Please repeat the entries below exactly as written, leaving out any images.

Provided entries –
=== Section Start ===

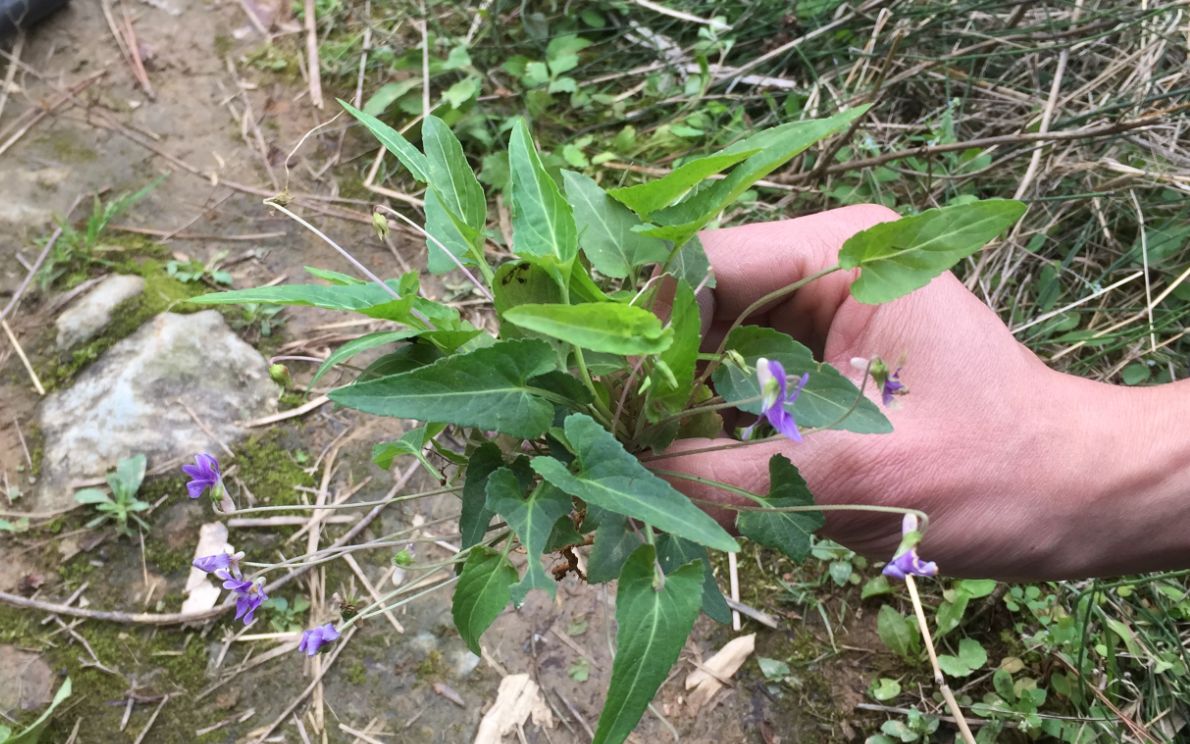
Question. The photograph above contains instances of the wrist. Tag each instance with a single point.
(1122, 489)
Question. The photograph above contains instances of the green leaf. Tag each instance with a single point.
(606, 230)
(482, 593)
(600, 326)
(950, 614)
(674, 552)
(486, 388)
(899, 632)
(456, 189)
(900, 256)
(827, 398)
(92, 495)
(451, 236)
(32, 733)
(884, 689)
(612, 479)
(651, 195)
(364, 299)
(130, 473)
(785, 531)
(690, 264)
(671, 392)
(971, 656)
(543, 222)
(412, 442)
(358, 345)
(614, 542)
(653, 620)
(777, 147)
(475, 517)
(532, 519)
(409, 156)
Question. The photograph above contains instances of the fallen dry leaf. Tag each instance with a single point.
(707, 680)
(518, 699)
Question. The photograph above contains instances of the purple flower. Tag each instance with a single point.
(313, 639)
(907, 562)
(891, 387)
(771, 376)
(226, 562)
(205, 474)
(250, 594)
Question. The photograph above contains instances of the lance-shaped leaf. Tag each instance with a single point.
(361, 344)
(777, 147)
(487, 388)
(543, 222)
(651, 195)
(787, 531)
(482, 593)
(674, 552)
(409, 156)
(828, 399)
(475, 516)
(900, 256)
(532, 519)
(606, 229)
(653, 620)
(612, 479)
(600, 326)
(614, 542)
(670, 392)
(364, 299)
(456, 208)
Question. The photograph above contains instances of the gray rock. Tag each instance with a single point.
(130, 400)
(92, 312)
(26, 682)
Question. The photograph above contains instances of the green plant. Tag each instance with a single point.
(286, 617)
(32, 733)
(77, 250)
(584, 377)
(123, 504)
(194, 270)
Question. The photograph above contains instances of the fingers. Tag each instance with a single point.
(755, 260)
(832, 462)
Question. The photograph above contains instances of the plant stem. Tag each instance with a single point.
(947, 695)
(772, 297)
(482, 263)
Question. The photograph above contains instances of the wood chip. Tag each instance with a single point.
(517, 700)
(200, 593)
(709, 677)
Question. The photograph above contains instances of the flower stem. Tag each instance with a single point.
(947, 695)
(772, 297)
(763, 504)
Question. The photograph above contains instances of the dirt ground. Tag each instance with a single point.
(221, 130)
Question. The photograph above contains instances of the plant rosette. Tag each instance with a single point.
(583, 376)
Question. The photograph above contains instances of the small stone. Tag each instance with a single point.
(26, 682)
(91, 313)
(130, 401)
(463, 663)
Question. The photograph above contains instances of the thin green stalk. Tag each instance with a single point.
(772, 297)
(922, 517)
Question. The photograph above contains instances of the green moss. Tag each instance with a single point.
(161, 293)
(356, 674)
(431, 668)
(164, 558)
(268, 469)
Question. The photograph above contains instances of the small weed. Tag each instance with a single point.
(123, 504)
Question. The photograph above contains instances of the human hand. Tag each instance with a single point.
(997, 449)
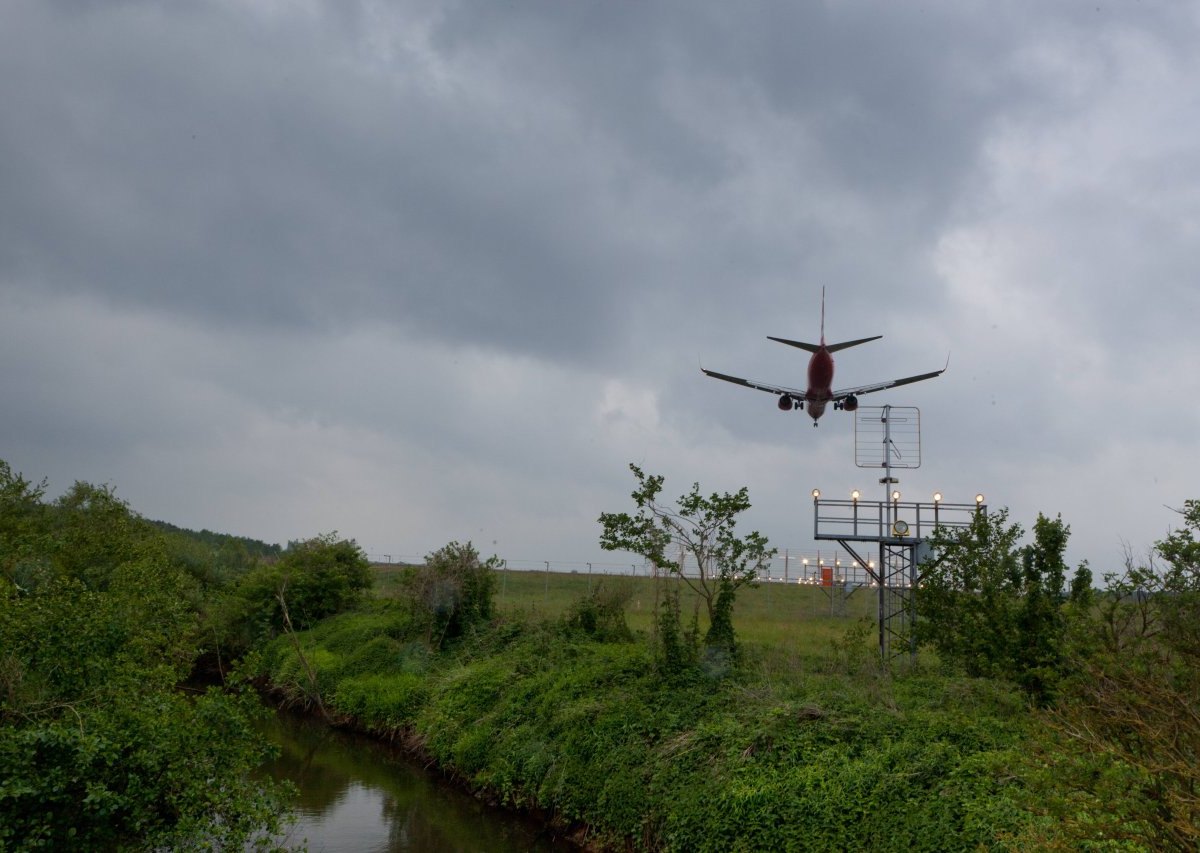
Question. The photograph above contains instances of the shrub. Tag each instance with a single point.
(453, 592)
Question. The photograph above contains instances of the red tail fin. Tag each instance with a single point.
(822, 314)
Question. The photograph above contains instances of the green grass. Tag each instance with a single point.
(791, 618)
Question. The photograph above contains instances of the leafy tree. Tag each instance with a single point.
(99, 750)
(699, 528)
(313, 580)
(453, 592)
(995, 608)
(1129, 720)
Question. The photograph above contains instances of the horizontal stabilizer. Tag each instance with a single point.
(831, 348)
(810, 347)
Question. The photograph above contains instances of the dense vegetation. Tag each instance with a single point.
(1041, 713)
(1041, 718)
(102, 616)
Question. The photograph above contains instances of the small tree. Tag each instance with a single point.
(696, 527)
(453, 592)
(1131, 719)
(999, 610)
(316, 578)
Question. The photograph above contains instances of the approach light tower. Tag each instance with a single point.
(889, 437)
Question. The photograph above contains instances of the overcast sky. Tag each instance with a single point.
(423, 271)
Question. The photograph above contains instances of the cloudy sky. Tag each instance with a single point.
(432, 270)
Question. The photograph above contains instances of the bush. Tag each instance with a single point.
(451, 593)
(313, 580)
(600, 614)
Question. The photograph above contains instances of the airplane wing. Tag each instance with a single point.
(838, 396)
(759, 386)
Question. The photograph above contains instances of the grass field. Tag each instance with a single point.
(792, 618)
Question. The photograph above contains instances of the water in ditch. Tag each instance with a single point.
(361, 796)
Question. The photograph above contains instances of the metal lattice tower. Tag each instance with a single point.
(889, 437)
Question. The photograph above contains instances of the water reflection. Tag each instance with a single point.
(360, 796)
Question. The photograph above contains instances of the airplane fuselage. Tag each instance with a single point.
(820, 390)
(820, 383)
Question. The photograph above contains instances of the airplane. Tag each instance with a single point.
(819, 394)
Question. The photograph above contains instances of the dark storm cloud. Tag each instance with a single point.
(469, 172)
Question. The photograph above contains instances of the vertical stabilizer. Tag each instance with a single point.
(822, 314)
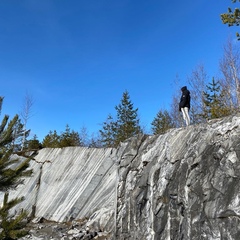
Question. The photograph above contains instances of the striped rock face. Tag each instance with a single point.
(184, 184)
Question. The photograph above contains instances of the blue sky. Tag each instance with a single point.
(77, 57)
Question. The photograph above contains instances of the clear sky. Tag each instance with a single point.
(77, 57)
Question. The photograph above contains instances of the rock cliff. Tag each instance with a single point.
(184, 184)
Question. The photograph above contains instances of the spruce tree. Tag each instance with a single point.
(232, 18)
(12, 173)
(51, 140)
(127, 124)
(162, 122)
(108, 132)
(213, 101)
(70, 138)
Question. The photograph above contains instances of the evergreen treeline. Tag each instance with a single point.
(210, 98)
(12, 172)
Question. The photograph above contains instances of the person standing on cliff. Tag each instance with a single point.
(184, 104)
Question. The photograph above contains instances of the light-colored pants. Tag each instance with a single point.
(185, 115)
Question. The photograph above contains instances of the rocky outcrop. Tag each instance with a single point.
(184, 184)
(71, 183)
(181, 185)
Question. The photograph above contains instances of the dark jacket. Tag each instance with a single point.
(185, 98)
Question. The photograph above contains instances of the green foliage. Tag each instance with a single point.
(34, 144)
(51, 140)
(108, 132)
(12, 226)
(12, 173)
(69, 138)
(10, 177)
(125, 126)
(66, 139)
(213, 101)
(232, 18)
(162, 122)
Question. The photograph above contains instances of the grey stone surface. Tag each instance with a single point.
(181, 185)
(184, 185)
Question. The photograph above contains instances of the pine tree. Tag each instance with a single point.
(51, 140)
(12, 172)
(127, 124)
(213, 101)
(69, 138)
(34, 144)
(12, 226)
(232, 18)
(162, 122)
(108, 132)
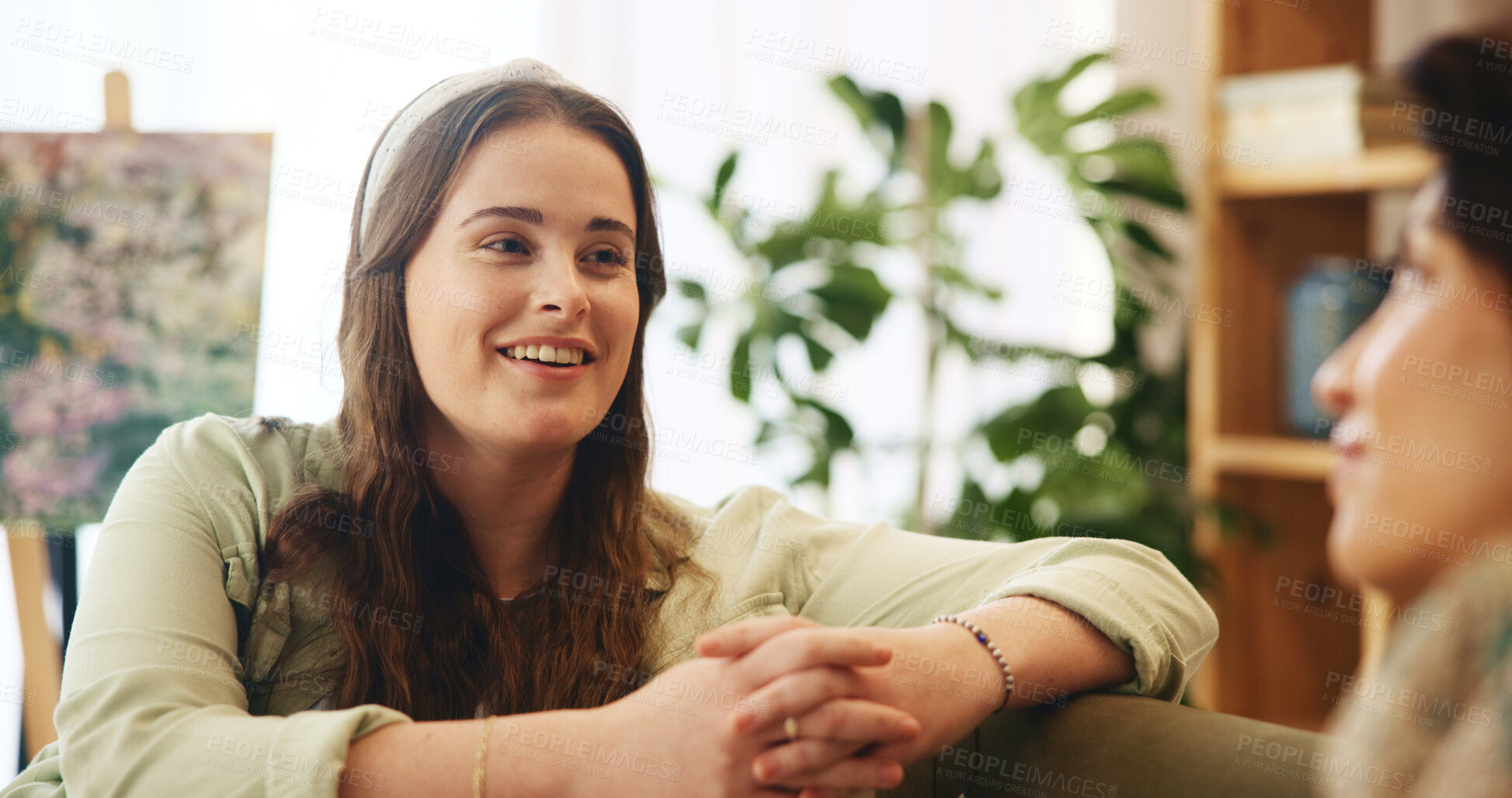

=== Section End ===

Answer for this exercise –
Question. The photograph above contains instances of the wrist. Tag each instance with a single point.
(1122, 489)
Question. The photograph above contains instances of the green leaf. Tag each instance with a single point.
(606, 230)
(482, 593)
(600, 326)
(950, 614)
(674, 552)
(486, 388)
(899, 632)
(456, 189)
(900, 256)
(827, 398)
(92, 495)
(451, 236)
(32, 733)
(884, 689)
(612, 479)
(651, 195)
(364, 299)
(130, 473)
(785, 531)
(690, 264)
(671, 392)
(971, 656)
(543, 222)
(412, 442)
(358, 345)
(614, 542)
(653, 620)
(777, 147)
(475, 517)
(532, 519)
(409, 156)
Question. The photograph above contains instances of the fallen dry leaf. Tag each instance with a single point.
(707, 680)
(518, 699)
Question. The photograph above contains instances of the purple flower. Tag each instance with a single point.
(313, 639)
(907, 562)
(891, 387)
(771, 376)
(226, 562)
(205, 474)
(250, 594)
Question. The photograph above contains instances of the lance-shaped leaf. Tag each instance with a single point.
(361, 344)
(777, 147)
(487, 388)
(543, 222)
(651, 195)
(787, 531)
(482, 593)
(674, 552)
(409, 156)
(828, 399)
(475, 516)
(900, 256)
(532, 519)
(606, 229)
(653, 620)
(612, 479)
(600, 326)
(614, 542)
(670, 392)
(364, 299)
(456, 208)
Question. The photograph above contains instances of the gray rock. Tag each instance with a single point.
(130, 400)
(92, 312)
(26, 682)
Question. The photograph above contains instances of the green plant. Tag each instance with a single point.
(286, 617)
(32, 733)
(77, 250)
(584, 377)
(123, 504)
(194, 270)
Question. The photograph above contains instances of the fingers. Tag each instance with a single point.
(755, 260)
(832, 462)
Question. The photograph above contains instances of the plant stem. Tag each instance with a single point.
(947, 695)
(772, 297)
(482, 263)
Question. The photograph above contains instances of the wood chip. Tag each instance with a single point.
(517, 700)
(200, 593)
(709, 677)
Question. The photograph above contains instances of the flower stem. Tag each instance with a single point.
(947, 695)
(772, 297)
(763, 504)
Question. The photograph above contains instances of the dirt ground. Tag each instance with a single point.
(221, 130)
Question. The photograph above contains instances of the plant rosette. Tag each instance with a single point.
(583, 376)
Question. The photograph above contains instances of the small stone. Tag each instance with a single point.
(26, 682)
(91, 313)
(130, 401)
(463, 663)
Question. The photograph above contains instances of the thin green stalk. Tag each instance with a single point.
(772, 297)
(922, 517)
Question. The photograph above contains instances of the green moss. Tag each instance with a single point.
(161, 293)
(356, 674)
(431, 668)
(164, 558)
(268, 469)
Question. The photograph above contains instances of the small weed. Tag each instance with a single point.
(123, 504)
Question. The photograph above contains instances of the human hand. Tag each instance with a single point.
(997, 449)
Question. The photograph above contains instances of the shrub. Tag each instance with a single point.
(453, 592)
Question. The photograph above contains instances of the red tail fin. Tag each instance with a single point.
(822, 314)
Question. The photograph above contains instances of the green grass. Tag each instance with a single point.
(791, 618)
Question. The photograph above contains instances of the leafy tree. Tag each instance with a single point.
(99, 750)
(699, 528)
(313, 580)
(453, 592)
(995, 608)
(1129, 720)
Question. The photograph above contains instances of the horizontal stabilizer. Tag each instance with a single point.
(831, 348)
(810, 347)
Question. The photograph above contains instances of the dense vegetation. Tag each instance with a single point.
(1041, 713)
(1041, 718)
(102, 616)
Question. The photograph above contains instances of the small tree. Tag each instance with a single point.
(696, 527)
(453, 592)
(1131, 719)
(999, 610)
(316, 578)
Question. The photograph above contains instances of the approach light tower. Tag each instance with a single point.
(889, 437)
Question. The photograph above contains instances of the overcast sky. Tag each instance with a single point.
(423, 271)
Question. The photograph above contains instances of the cloudy sky. Tag each instance with a single point.
(432, 270)
Question. The photograph above contains instances of the bush. Tag each instance with a single point.
(451, 593)
(313, 580)
(600, 614)
Question. The photograph above contains instances of the airplane wing. Tag each instance with a single point.
(838, 396)
(759, 386)
Question. The photograph above contains instances of the grass field. Tag each instance with a single point.
(792, 618)
Question. The photograph above contains instances of the water in ditch. Tag each instance with a single point.
(361, 796)
Question. The photograph above contains instances of the metal lattice tower. Tag each instance with a single point.
(889, 437)
Question. The photograph above contains instances of the water reflection. Tag each instance with a single point.
(360, 796)
Question. The photograph above contains instances of the airplane fuselage. Tag each instance with a single point.
(820, 390)
(820, 383)
Question. The photograph above contains instances of the airplane. Tag each instance with a single point.
(819, 394)
Question. The photograph above contains instances of the dark storm cloud. Tag each instance with a single point.
(469, 172)
Question. The photograph above contains instances of the vertical stabilizer. Tag each instance with a single point.
(822, 314)
Question. The photograph above contains instances of the striped rock face. Tag each instance with a single point.
(184, 184)
Question. The photograph above contains instances of the blue sky. Tag each instance with a single point.
(77, 57)
Question. The photograph above contains instances of the clear sky. Tag each instance with a single point.
(77, 57)
Question. The photograph above contains instances of the rock cliff. Tag each instance with a single point.
(184, 184)
Question. The photograph above contains instances of the spruce tree. Tag each instance with a single point.
(232, 18)
(12, 173)
(51, 140)
(127, 124)
(162, 122)
(108, 132)
(213, 101)
(70, 138)
Question. The photograph above contains instances of the evergreen treeline. Tag each instance with a single point.
(210, 98)
(12, 172)
Question. The photograph above contains instances of the person standing on cliff. Tag each instance with a single point.
(184, 104)
Question. The photograph above contains instances of the light-colored pants. Tag each instance with a single point.
(185, 115)
Question. The photograph above contains instances of the rocky outcrop. Tag each instance with a single point.
(184, 184)
(71, 183)
(181, 185)
Question. The photograph above contains instances of the dark jacket. Tag each instance with a single point.
(185, 98)
Question. The photograph above contains instances of the green foliage. Tag each instance with a single point.
(34, 144)
(51, 140)
(108, 132)
(12, 226)
(12, 173)
(69, 138)
(10, 177)
(125, 126)
(66, 139)
(213, 101)
(232, 18)
(162, 122)
Question. The photograph above contains instances of the grey stone surface. Tag each instance with a single point.
(181, 185)
(184, 185)
Question. The photograph above contains instances of the pine tree. Tag each instance with a single point.
(51, 140)
(12, 172)
(127, 124)
(213, 101)
(69, 138)
(34, 144)
(12, 226)
(232, 18)
(162, 122)
(108, 132)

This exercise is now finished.